— BEGIN Records supplied —

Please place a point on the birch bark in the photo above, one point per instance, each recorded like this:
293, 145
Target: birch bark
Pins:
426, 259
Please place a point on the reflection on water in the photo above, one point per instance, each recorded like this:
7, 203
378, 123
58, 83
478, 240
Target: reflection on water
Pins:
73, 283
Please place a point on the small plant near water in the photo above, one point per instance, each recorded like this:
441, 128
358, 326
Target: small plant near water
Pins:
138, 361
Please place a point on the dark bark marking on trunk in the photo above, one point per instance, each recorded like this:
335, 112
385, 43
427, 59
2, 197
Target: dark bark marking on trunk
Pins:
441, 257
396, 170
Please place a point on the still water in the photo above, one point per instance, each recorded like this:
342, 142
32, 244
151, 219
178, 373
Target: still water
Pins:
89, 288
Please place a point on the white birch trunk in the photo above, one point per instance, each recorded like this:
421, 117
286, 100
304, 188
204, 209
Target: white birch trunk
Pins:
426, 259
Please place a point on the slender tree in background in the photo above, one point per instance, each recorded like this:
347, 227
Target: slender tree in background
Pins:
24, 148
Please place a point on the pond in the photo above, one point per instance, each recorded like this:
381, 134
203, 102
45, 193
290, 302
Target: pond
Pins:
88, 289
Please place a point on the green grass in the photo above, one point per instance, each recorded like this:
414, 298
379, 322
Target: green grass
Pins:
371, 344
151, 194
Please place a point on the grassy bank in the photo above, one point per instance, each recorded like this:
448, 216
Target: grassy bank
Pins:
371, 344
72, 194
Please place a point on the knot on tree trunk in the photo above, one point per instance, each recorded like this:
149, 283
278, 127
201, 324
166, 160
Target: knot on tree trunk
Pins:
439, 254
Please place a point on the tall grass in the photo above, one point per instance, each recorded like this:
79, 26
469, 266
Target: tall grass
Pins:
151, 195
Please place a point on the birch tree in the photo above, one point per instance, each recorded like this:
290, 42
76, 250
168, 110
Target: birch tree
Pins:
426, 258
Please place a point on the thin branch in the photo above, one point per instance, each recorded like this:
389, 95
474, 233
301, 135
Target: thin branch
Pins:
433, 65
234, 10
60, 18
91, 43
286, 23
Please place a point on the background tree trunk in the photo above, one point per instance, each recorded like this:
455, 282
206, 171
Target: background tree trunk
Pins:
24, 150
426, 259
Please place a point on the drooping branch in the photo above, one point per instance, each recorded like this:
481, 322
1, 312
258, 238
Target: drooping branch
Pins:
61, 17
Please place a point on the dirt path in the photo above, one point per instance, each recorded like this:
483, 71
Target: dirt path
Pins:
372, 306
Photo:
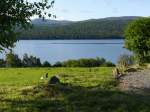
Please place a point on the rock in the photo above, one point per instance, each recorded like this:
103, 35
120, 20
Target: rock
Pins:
148, 66
54, 80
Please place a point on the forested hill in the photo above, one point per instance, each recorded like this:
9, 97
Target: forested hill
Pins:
105, 28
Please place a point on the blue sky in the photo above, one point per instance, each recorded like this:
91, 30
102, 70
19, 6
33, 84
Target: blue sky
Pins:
91, 9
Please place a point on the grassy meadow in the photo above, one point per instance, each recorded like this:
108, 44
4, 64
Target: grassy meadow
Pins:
82, 90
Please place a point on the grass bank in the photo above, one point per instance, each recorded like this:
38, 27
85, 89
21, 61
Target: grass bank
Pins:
83, 90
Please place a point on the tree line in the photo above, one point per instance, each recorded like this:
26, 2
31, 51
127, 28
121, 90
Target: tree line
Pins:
13, 60
109, 28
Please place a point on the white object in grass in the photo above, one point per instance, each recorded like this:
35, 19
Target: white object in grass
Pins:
42, 78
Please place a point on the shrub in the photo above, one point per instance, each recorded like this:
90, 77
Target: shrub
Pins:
46, 64
125, 60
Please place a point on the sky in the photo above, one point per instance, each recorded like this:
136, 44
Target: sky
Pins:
77, 10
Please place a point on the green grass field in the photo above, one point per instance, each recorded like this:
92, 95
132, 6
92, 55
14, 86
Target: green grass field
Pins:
82, 90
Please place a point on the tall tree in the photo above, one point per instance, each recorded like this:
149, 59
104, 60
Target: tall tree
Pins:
17, 13
137, 39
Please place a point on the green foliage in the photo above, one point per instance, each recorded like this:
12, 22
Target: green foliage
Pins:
12, 60
138, 39
46, 64
87, 62
89, 29
125, 60
17, 13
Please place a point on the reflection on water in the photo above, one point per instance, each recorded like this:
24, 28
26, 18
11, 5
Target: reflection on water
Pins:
60, 50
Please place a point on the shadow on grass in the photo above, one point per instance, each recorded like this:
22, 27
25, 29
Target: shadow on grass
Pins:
67, 98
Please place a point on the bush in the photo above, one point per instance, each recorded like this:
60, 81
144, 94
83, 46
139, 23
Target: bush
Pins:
46, 64
125, 60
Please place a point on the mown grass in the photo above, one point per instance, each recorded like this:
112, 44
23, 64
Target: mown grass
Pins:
81, 90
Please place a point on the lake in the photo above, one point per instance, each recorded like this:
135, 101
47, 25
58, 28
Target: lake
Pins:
60, 50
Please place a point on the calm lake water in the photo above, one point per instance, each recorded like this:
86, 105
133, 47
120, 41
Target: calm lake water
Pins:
60, 50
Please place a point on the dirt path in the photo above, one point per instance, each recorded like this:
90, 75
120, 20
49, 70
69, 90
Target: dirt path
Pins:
138, 81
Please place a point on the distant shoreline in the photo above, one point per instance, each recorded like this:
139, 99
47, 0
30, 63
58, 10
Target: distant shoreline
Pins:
105, 38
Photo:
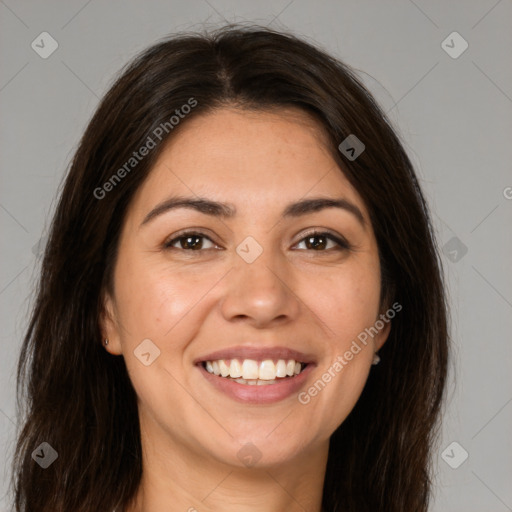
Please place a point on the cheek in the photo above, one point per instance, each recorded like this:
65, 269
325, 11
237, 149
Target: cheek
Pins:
154, 298
349, 300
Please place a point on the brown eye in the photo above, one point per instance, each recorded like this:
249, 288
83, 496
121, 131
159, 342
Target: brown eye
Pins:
319, 241
189, 242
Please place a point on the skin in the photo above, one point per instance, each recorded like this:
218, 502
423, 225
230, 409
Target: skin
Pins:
192, 302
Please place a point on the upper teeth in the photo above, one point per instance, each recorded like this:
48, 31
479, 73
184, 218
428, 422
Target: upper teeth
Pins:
251, 369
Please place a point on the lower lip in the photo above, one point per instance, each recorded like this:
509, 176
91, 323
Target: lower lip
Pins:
254, 394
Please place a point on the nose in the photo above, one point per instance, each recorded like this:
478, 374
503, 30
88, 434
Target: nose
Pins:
260, 293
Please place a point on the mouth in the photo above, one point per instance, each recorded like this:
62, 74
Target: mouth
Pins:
253, 372
256, 376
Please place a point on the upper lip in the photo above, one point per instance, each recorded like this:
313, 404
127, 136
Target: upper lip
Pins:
257, 353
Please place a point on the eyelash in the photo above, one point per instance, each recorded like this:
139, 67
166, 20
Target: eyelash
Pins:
340, 241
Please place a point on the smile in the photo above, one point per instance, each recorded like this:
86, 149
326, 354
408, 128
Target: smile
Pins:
253, 372
256, 375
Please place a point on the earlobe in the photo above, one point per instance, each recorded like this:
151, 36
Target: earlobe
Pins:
109, 326
383, 334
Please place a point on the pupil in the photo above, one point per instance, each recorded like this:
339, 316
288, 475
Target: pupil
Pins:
188, 242
322, 244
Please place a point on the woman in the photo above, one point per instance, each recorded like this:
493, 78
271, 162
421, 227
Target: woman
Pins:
240, 239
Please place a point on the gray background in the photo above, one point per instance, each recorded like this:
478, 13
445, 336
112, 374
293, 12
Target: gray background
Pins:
454, 115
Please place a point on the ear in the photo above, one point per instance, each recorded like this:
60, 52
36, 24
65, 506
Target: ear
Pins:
382, 336
109, 325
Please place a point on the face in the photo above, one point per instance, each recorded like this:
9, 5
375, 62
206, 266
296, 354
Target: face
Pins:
261, 291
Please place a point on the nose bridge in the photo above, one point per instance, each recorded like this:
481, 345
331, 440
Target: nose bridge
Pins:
259, 288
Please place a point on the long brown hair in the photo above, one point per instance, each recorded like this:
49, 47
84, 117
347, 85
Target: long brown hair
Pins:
78, 398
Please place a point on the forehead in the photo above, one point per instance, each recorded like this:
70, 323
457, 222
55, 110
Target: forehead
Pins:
253, 159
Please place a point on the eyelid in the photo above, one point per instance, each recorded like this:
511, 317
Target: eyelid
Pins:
341, 241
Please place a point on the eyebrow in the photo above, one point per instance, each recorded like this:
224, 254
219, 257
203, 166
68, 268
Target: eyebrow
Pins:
227, 210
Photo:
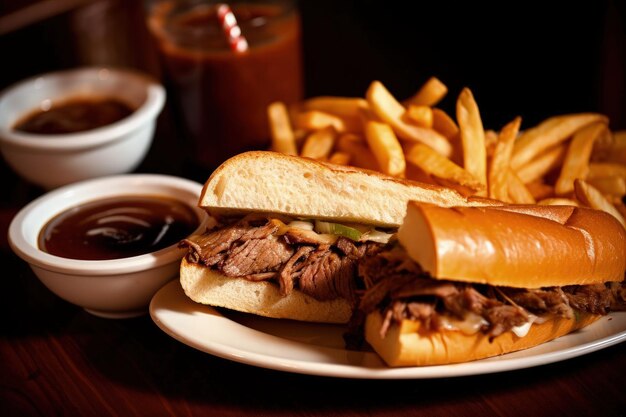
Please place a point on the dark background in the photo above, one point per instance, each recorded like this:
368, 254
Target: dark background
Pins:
532, 59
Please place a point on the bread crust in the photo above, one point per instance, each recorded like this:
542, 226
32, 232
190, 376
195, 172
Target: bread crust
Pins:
270, 182
516, 246
405, 345
207, 286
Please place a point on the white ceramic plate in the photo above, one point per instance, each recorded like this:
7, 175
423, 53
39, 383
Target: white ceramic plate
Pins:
318, 349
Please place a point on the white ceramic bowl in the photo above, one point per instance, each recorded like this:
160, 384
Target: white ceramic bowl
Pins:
50, 161
111, 288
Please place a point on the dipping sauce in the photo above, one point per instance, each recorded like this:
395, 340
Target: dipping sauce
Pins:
75, 115
118, 228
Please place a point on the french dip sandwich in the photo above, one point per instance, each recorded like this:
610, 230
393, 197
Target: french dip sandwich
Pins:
467, 283
290, 232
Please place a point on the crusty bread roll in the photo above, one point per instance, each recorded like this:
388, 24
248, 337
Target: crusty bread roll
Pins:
207, 286
519, 246
404, 345
261, 181
278, 184
515, 246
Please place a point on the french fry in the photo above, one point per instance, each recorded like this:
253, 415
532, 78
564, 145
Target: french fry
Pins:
339, 106
576, 162
319, 144
605, 146
420, 115
472, 136
518, 192
606, 169
360, 154
340, 158
592, 197
558, 201
389, 110
430, 93
283, 139
499, 163
542, 164
441, 167
548, 134
315, 119
444, 124
386, 148
491, 139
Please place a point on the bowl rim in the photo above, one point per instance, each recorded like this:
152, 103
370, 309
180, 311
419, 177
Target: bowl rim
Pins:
34, 256
149, 109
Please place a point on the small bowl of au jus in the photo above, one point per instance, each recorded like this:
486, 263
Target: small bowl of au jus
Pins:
108, 244
82, 123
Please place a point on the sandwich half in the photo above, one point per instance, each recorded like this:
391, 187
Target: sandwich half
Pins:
289, 233
466, 283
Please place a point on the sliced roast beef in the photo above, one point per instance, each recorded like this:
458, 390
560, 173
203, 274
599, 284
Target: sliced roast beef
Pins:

— END Records supplied —

§ **Goal of the exercise**
Reproduce the entries from the line that contains "Please place a point on the french dip" through the end of the entries, switching "Pins" to "Marks" and leaving everything else unchanged.

§ **The result**
Please place a point on the french dip sandwich in the photo above, one point per instance, each recorded like this:
610, 230
393, 197
Target: french dip sandwich
Marks:
467, 283
290, 232
Please place a point on the crusty bread roll in the photo above, one point per instance, each recorded like this:
388, 24
248, 337
Target: crusty bread roll
Marks:
207, 286
519, 246
404, 345
261, 181
278, 184
515, 246
Please place a point on the french fry in the photo above, one point per instance, each recorded like this:
253, 415
532, 78
564, 145
Target: french fry
Marks:
339, 106
576, 162
319, 144
605, 146
420, 115
472, 136
518, 192
606, 169
360, 154
340, 158
592, 197
558, 201
389, 110
430, 93
283, 139
499, 163
542, 164
441, 167
548, 134
315, 119
444, 124
386, 148
491, 139
Please place a point on the bowl rim in the photo above, one point per instance, each recorded like this:
152, 103
370, 309
180, 311
419, 177
Target: bowl rim
Marks:
34, 256
149, 109
Please place a point on the small bowl of au jus in the photo above, one point per instance, each recorded like this:
486, 263
Target: small bowl of au jus
Marks:
108, 244
82, 123
Please place a point on the sandwich half in the photo above, one point per instance, each recorded like this:
391, 187
Target: sandwich half
Marks:
289, 233
466, 283
Please place a point on the sliced roast beef in the photo above, one point per instance, each recorded like this:
458, 390
560, 173
203, 274
599, 284
Target: sliced roast beef
Marks:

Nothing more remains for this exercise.